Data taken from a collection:
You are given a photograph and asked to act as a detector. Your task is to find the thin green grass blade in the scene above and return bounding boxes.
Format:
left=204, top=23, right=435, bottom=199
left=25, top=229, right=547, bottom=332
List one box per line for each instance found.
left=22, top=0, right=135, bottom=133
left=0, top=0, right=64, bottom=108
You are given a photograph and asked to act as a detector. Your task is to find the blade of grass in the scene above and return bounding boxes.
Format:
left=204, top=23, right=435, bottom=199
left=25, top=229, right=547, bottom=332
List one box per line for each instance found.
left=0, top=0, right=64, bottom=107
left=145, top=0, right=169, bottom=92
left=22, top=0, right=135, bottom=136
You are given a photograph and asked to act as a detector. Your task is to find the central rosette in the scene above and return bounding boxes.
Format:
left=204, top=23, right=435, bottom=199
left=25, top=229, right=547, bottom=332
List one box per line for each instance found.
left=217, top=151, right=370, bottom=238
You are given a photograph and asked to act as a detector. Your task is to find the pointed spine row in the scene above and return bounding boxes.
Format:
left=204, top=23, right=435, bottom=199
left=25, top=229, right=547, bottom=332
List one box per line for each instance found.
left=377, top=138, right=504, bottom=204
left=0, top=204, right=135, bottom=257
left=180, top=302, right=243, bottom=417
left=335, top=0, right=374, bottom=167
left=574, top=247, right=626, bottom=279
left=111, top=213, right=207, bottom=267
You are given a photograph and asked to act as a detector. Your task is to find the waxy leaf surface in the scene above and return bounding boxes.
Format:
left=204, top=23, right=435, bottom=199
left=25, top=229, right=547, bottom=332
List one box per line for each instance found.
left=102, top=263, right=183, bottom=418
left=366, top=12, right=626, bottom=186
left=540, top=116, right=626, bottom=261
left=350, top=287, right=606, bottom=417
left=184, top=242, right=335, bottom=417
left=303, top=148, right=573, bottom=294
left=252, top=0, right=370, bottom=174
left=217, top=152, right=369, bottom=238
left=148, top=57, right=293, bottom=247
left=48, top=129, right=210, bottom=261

EXERCISE BRIEF: Update the lines starting at the one containing "find the pointed" and ending at the one containing "left=111, top=213, right=207, bottom=267", swapping "pointed spine row" for "row of sharp spines" and keeping everything else the same.

EXERCISE ANSWER:
You are given a photograph and asked to act as a detector. Your task is to find the row of sharp spines in the scene above and return bounding boxes.
Format:
left=204, top=23, right=435, bottom=199
left=25, top=229, right=547, bottom=332
List one box per line for each instance found.
left=377, top=138, right=504, bottom=204
left=0, top=204, right=135, bottom=257
left=180, top=302, right=243, bottom=417
left=335, top=0, right=374, bottom=167
left=574, top=247, right=626, bottom=279
left=111, top=213, right=207, bottom=267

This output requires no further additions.